## START
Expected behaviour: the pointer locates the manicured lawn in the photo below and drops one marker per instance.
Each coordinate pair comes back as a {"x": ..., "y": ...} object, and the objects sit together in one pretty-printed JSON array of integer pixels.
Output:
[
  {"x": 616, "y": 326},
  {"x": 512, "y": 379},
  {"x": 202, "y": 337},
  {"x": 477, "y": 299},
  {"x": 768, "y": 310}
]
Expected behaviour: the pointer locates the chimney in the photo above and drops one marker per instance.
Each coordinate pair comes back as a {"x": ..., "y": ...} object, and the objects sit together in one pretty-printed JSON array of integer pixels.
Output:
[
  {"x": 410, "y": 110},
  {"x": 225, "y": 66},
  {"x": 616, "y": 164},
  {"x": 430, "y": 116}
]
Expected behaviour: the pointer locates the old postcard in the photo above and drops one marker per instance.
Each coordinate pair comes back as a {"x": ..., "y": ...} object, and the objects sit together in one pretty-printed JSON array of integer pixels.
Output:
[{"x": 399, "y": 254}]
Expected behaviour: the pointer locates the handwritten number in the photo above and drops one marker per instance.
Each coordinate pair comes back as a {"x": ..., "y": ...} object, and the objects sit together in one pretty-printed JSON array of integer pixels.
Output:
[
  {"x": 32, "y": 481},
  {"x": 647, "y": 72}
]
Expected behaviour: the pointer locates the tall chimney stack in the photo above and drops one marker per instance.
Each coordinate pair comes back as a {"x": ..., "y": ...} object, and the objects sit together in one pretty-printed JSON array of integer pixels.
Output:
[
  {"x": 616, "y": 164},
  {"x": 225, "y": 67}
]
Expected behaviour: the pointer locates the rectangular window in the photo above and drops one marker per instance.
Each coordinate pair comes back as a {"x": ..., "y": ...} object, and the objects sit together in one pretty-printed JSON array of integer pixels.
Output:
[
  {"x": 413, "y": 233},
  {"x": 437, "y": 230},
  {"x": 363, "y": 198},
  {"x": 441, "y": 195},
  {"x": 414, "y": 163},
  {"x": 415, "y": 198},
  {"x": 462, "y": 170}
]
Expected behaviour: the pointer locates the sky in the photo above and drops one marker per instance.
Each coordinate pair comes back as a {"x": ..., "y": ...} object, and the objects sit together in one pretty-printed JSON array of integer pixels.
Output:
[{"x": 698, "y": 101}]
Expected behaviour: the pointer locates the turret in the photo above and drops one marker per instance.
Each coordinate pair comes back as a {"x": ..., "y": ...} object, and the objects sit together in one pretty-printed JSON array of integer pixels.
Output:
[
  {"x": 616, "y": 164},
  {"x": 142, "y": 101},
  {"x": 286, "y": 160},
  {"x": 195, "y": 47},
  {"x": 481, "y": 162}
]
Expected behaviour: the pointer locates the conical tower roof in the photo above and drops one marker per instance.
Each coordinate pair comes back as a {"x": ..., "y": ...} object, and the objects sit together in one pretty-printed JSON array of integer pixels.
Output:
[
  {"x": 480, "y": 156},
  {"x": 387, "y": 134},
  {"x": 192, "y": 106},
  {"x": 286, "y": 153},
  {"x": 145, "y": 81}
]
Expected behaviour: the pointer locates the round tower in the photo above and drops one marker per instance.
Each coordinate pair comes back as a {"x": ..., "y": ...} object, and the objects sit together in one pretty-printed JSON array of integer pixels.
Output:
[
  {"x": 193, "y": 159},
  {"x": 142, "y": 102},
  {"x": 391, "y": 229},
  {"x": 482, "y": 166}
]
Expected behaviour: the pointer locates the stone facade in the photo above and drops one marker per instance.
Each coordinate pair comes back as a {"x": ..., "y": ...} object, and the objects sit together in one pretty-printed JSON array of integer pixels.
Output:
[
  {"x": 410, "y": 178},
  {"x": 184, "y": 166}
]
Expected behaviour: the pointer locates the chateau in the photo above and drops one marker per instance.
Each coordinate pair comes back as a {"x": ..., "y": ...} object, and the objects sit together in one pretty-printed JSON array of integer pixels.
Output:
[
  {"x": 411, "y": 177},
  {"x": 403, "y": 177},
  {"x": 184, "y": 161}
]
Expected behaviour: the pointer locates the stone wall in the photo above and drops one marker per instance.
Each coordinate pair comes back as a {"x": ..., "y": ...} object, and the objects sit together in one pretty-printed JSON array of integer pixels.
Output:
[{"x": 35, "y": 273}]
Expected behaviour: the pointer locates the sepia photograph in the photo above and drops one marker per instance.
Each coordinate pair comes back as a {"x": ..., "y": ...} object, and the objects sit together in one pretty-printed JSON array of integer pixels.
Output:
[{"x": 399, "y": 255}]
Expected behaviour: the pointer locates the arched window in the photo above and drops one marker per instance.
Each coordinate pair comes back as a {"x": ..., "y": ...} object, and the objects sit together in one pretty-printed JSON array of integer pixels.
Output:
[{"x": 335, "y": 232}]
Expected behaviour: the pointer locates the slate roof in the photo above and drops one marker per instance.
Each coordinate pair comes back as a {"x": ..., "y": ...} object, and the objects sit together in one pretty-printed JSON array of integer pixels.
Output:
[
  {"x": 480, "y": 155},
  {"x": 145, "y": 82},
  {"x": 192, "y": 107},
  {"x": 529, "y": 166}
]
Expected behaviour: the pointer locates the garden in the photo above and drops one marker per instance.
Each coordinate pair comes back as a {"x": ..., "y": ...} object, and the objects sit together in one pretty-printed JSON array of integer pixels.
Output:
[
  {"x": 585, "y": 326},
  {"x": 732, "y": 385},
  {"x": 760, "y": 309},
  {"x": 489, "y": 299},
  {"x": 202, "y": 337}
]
## END
◆ SET PROBLEM: Repeat the listing word for word, starting at the line that contains "Expected behaviour: the pointer locates the arched" and ending at the final line of the listing.

◆ RESULT OF THIS EXERCISE:
Expected behaviour: the pointer locates the arched window in the photo above and drops one marker per instance.
Each coordinate pair comes back as a {"x": ..., "y": ...} object, and the objects sit together in one pretty-printed JSON array of integer pixels.
Output:
[{"x": 335, "y": 232}]
Expected behaviour: the pointer locates the slate roof in the photo above and drops one marker per instance.
Each coordinate pair comes back as a {"x": ..., "y": ...} object, and the objects sit together in one pretty-printed JSON array of integer pixels.
Output:
[
  {"x": 480, "y": 155},
  {"x": 145, "y": 82},
  {"x": 192, "y": 107},
  {"x": 529, "y": 166}
]
Expected behaviour: the pointer locates the garden in the photo above and drops one marker per instance.
Each coordinate pair comes back as a {"x": ..., "y": ...} object, and the objects sit together in one pretty-printed JSON array of integer pixels.
Output:
[
  {"x": 585, "y": 326},
  {"x": 732, "y": 385},
  {"x": 760, "y": 309},
  {"x": 489, "y": 299},
  {"x": 202, "y": 337}
]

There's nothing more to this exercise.